Once you realize you’re kinky, it’s natural to start wondering why. Were you born this way, or did something happen to spur your interest in BDSM? The nature vs. nurture debate is far from settled, but we’ve taken a look at our own paths to BDSM as well as available research to see what it can tell us.

Our BDSM Origin Stories

Both of us became interested in BDSM on our own and tend to believe that being kinky is an innate part of our sexual identity. But our paths to discovering our kinky sides occurred at different points in our lives. 

Mimsy has always been a rule-oriented, anxious person who is in control of her behavior and life. Although she had a few sporadic kinky experiences in her 20s and early 30s, it wasn’t until she was in her late 30s that she truly began to discover and embrace the sexually submissive side of herself. At that point, she realized she wanted to seek out dominant men to explore BDSM and D/s specifically.

Vagabond’s kink journey started earlier in life. As a kid, he discovered that he enjoyed pain by electrifying his fingertips with the stingy current of an ionizing air filter, and he had switchy D/s fantasies that involved turning the tables on female captors. But he didn’t start exploring BDSM in earnest until he got divorced at age 35. After experimenting with different kinky activities and relationships, he settled into his sexual identity as a dom, which was a perfect fit.

■ **Exercise requirements**:
[A] In the article on how people become interested in BDSM, please rewrite the paragraph beginning "Mimsy has always been" as a short bulleted list that keeps its main facts.
[B] Supply the next part of the article on BDSM origins, starting right after its final sentence.

■ **Supplied material**:
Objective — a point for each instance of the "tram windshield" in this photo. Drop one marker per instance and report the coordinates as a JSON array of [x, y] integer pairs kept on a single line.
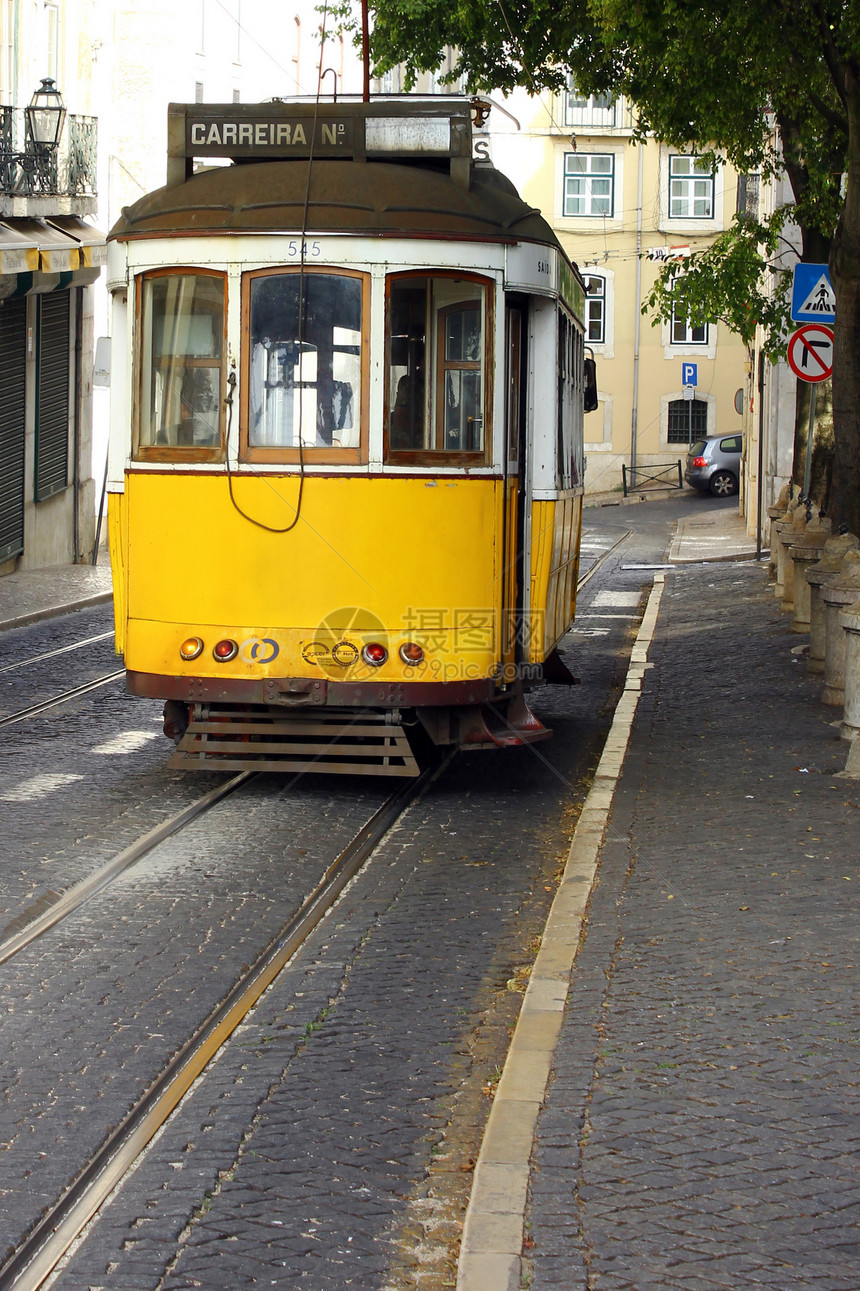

■ **Written responses**:
[A]
- Mimsy has always been rule-oriented and anxious, in control of her behavior and life.
- She had a few sporadic kinky experiences in her 20s and early 30s.
- Only in her late 30s did she truly begin to discover and embrace her sexually submissive side.
- She then realized she wanted to seek out dominant men to explore BDSM and D/s specifically.

[B]
BDSM and Nature vs. Nurture

There’s no consensus on whether people are born or made kinky. People who are into BDSM attribute their kinkiness to a variety of things. Multiple studies have borne this out. Depending on the study, anywhere from 14 to 73 percent of kinksters feel that their kinky identities are innate or a core part of their identity. On the flip side, 35 to 67 percent of people attribute their interest in kink to external factors, such as a partner’s interest, porn, or the way they were raised. But even among those whose interest was triggered by something external, many still felt that this experience awakened an intrinsic desire that they simply hadn’t recognized before.

We hope future studies delve more into demographic breakdowns when it comes to BDSM and nature vs. nurture, because there are some interesting differences. For instance, in one study, a greater share of dominant than submissive women considered their identity to be inborn (50 vs. 38 percent, respectively), whereas the reverse was true for men (61 percent submissive vs. 39 percent dominant). It’s not clear why this might be the case, but perhaps by defying gender norms, dominant women and submissive men feel more compelled to justify their kink identities by saying they’re innate.

Nature as a Continuum

These studies all show that there’s no universal BDSM origin story. Some people have been kinky for as long as they can remember, while others can recall a defining incident or cause that led them to discover that side of themselves. But it seems too simplistic to see these as distinct nature vs. nurture pathways. Even when outside influences spark someone’s interest in BDSM, it seems likely that dormant desires existed already that needed a nudge to come to the surface. In other words, “nature” may be more of a continuum than previously thought. Some people, like Vagabond, tap into it very early in life, while others, like Mimsy, are late bloomers. That doesn’t mean that one of us is innately kinkier than the other, though.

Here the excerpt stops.